Content starts

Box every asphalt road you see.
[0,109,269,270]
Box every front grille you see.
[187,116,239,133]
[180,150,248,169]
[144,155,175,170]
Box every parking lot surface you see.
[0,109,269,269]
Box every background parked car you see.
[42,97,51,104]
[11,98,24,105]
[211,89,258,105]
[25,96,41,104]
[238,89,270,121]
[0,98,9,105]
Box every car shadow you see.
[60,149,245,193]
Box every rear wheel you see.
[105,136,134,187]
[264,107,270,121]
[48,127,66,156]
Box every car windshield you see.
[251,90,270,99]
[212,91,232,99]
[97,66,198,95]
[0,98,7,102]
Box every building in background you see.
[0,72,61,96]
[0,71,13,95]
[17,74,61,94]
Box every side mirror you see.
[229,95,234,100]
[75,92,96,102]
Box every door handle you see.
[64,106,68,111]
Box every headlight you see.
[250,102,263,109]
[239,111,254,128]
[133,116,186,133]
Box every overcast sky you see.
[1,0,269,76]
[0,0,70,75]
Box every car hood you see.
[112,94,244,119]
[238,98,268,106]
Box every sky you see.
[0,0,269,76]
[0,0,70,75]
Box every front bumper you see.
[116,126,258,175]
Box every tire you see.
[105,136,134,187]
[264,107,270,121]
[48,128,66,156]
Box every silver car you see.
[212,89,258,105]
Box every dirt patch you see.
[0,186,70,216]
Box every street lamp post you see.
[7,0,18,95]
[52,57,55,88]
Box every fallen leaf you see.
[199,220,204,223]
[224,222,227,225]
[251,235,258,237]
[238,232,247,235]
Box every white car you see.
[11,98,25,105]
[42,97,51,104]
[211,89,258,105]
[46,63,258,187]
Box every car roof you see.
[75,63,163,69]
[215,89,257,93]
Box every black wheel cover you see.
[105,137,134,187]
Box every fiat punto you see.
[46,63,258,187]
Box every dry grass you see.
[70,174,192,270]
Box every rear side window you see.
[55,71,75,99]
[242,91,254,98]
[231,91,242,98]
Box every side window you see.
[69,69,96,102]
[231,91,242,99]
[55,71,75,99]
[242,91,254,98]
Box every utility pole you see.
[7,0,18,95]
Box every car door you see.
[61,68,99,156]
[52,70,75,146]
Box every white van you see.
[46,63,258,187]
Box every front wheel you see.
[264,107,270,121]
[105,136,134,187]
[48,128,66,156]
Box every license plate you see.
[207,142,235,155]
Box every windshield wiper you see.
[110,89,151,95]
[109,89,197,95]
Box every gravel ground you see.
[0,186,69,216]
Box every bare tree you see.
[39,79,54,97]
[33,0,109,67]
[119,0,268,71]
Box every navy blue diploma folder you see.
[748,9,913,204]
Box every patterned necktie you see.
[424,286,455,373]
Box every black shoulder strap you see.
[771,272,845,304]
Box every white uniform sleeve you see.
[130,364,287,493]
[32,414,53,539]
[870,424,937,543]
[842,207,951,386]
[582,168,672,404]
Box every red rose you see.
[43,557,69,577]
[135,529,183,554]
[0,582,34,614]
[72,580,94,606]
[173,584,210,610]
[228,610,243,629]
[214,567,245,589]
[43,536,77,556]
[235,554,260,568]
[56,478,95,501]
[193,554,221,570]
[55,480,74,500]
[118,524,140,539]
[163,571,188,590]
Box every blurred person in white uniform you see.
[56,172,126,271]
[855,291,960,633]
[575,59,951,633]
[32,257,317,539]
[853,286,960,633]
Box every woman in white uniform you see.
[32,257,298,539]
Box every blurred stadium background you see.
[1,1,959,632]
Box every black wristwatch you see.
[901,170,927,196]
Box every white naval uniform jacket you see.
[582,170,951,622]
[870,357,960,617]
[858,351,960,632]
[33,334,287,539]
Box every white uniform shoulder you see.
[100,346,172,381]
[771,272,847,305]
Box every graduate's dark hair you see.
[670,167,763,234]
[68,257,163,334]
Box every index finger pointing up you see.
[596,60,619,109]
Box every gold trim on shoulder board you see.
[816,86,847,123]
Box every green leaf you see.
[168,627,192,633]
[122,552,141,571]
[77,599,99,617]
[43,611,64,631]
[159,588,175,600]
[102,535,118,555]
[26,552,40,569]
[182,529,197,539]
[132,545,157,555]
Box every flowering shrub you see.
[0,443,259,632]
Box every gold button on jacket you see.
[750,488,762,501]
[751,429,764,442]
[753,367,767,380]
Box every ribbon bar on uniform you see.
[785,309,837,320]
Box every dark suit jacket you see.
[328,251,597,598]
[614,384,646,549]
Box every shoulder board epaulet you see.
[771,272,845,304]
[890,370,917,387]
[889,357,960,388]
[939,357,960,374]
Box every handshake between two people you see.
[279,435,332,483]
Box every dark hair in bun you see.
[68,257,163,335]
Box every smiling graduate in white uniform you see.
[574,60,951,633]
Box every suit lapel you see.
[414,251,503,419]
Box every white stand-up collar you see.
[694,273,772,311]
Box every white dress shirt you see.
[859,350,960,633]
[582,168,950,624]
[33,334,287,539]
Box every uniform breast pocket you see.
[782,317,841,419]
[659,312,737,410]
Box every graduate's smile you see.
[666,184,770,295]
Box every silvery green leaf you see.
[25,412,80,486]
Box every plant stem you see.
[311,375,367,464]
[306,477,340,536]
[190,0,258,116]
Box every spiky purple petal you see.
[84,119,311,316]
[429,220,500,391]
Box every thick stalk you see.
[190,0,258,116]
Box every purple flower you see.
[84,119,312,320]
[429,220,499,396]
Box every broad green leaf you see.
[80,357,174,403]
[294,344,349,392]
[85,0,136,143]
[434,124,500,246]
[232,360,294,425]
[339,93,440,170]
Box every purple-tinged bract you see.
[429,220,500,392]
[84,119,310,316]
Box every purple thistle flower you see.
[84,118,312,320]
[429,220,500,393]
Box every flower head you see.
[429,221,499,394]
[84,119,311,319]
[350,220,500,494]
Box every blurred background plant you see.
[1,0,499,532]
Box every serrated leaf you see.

Content ends

■ WHAT YOU ARE ASKED TO DO:
Return each line of the data above verbatim.

■ SOLVED PROBLEM:
Box every asphalt road you see.
[0,109,269,270]
Box every front grille you see.
[187,116,239,133]
[180,150,248,169]
[144,155,175,170]
Box every parking lot surface you see.
[0,109,269,269]
Box every background parked car you see.
[42,97,51,104]
[11,98,24,105]
[211,89,258,105]
[25,96,41,104]
[238,89,270,121]
[0,98,9,105]
Box every car shadow you see.
[60,149,245,193]
Box every rear wheel you see.
[105,136,134,187]
[264,107,270,121]
[48,127,66,156]
Box every car windshield you see.
[251,90,270,99]
[212,91,232,99]
[97,66,198,95]
[0,98,7,102]
Box every building in background you see.
[0,72,61,96]
[0,71,13,95]
[17,74,61,94]
Box every side mirror you see.
[229,95,234,100]
[75,92,96,102]
Box every door handle you see.
[64,106,68,111]
Box every headlight you see.
[250,102,263,109]
[239,111,254,128]
[133,116,186,133]
Box every overcast sky you see.
[1,0,269,76]
[0,0,70,75]
Box every car hood you see.
[112,94,244,119]
[238,98,268,106]
Box every sky you see.
[0,0,269,76]
[0,0,70,75]
Box every front bumper you see.
[116,126,258,175]
Box every tire you see.
[105,136,134,187]
[264,107,270,121]
[48,128,66,156]
Box every silver car you see.
[212,89,258,105]
Box every dirt patch you see.
[0,186,70,216]
Box every street lamp post you see.
[7,0,18,95]
[52,57,55,88]
Box every fallen leaf you see.
[199,220,204,223]
[224,222,227,225]
[251,235,258,237]
[238,232,247,235]
Box every white car you see.
[11,98,25,105]
[42,97,51,104]
[211,89,258,105]
[46,63,258,187]
Box every car roof you see.
[75,63,163,69]
[215,89,257,93]
Box every black wheel cover you see.
[105,137,134,187]
Box every fiat punto you see.
[46,63,258,187]
Box every dry grass you see.
[70,174,192,270]
Box every rear side window you see.
[55,71,75,99]
[242,91,254,98]
[231,91,242,98]
Box every side window you see.
[69,69,96,102]
[231,91,242,99]
[55,71,75,99]
[242,91,254,98]
Box every utility pole you see.
[7,0,18,95]
Box every car door you see.
[61,68,99,156]
[52,70,75,146]
Box every white van you see.
[46,63,258,187]
Box every front wheel you see.
[264,107,270,121]
[105,136,134,187]
[48,128,66,156]
Box every license plate you see.
[207,142,235,155]
Box every windshield wiper you see.
[110,89,151,95]
[109,89,197,95]
Box every gravel ground you see.
[0,186,69,216]
Box every bare tree you see.
[39,79,54,97]
[33,0,109,67]
[119,0,268,71]
Box every navy blue diploma folder you see.
[748,9,913,204]
Box every patterned necktie you see.
[424,286,455,373]
Box every black shoulder strap you see.
[771,272,845,304]
Box every white uniform sleeve you see.
[130,364,287,493]
[32,414,53,539]
[870,424,937,543]
[842,207,951,386]
[582,168,672,404]
Box every red rose you see.
[43,557,69,577]
[135,529,183,554]
[0,582,34,614]
[72,580,94,606]
[173,584,210,610]
[228,610,243,629]
[214,567,245,589]
[43,536,77,556]
[235,554,260,568]
[56,478,95,501]
[193,554,221,570]
[55,480,74,500]
[118,524,140,539]
[163,571,188,590]
Box every blurred person in white uniform you see.
[56,172,126,271]
[855,291,960,633]
[575,59,951,633]
[32,257,317,539]
[853,286,960,633]
Box every woman in white uniform you see.
[32,257,298,539]
Box every blurred stadium background you see.
[1,1,959,632]
Box every black wristwatch you see.
[901,170,927,196]
Box every white naval uniform jacket you see.
[582,170,951,622]
[870,357,960,617]
[858,351,960,632]
[33,334,287,539]
Box every white uniform shoulder you see.
[100,346,172,381]
[771,272,847,305]
Box every graduate's dark hair you see.
[670,167,763,234]
[68,257,163,334]
Box every index finger pointing up you see.
[596,60,619,109]
Box every gold trim on shoulder board you see.
[816,86,847,123]
Box every green leaf you see.
[168,627,192,633]
[122,552,141,571]
[77,599,99,617]
[43,611,64,631]
[159,588,175,600]
[102,535,118,555]
[26,552,40,569]
[182,529,197,539]
[132,545,157,555]
Box every flowering shrub you see.
[0,443,259,632]
Box every gold button on jacket you see.
[750,488,762,501]
[751,429,764,442]
[753,367,767,380]
Box every ribbon bar on uniform you see.
[785,309,837,320]
Box every dark suit jacket you see.
[328,251,597,598]
[614,384,646,549]
Box every shoulder board epaulet you see.
[771,272,845,304]
[890,370,917,387]
[889,357,960,388]
[939,357,960,374]
Box every handshake between two people you see.
[279,435,332,483]
Box every dark hair in bun you see.
[68,257,163,335]
Box every smiling graduate in white uniform you see.
[574,60,951,633]
Box every suit lapel you see.
[414,251,503,419]
Box every white stand-up collar you see.
[694,273,772,311]
Box every white dress shirt you see.
[859,350,960,633]
[582,168,950,624]
[33,334,287,539]
Box every uniform breast pocket you see.
[782,317,841,419]
[659,312,737,410]
Box every graduate's smile you see.
[666,184,770,295]
Box every silvery green leaf you see.
[25,412,80,486]
Box every plant stem you see.
[311,375,367,464]
[306,477,340,536]
[190,0,258,116]
Box every spiky purple petal you see.
[84,119,311,316]
[429,220,500,391]
Box every thick stalk you see.
[190,0,258,116]
Box every purple flower you see.
[84,119,312,320]
[429,220,499,396]
Box every broad green leaf you see.
[80,357,174,403]
[294,344,349,392]
[85,0,136,143]
[434,124,500,246]
[232,360,294,425]
[339,93,440,170]
Box every purple-tinged bract you see.
[429,220,500,392]
[84,119,310,316]
Box every purple thistle flower you see.
[84,118,312,320]
[429,220,500,393]
Box every flower head you see.
[429,221,499,394]
[84,119,311,319]
[350,220,500,494]
Box every blurred background plant you see.
[1,0,499,532]
Box every serrated leaf you see.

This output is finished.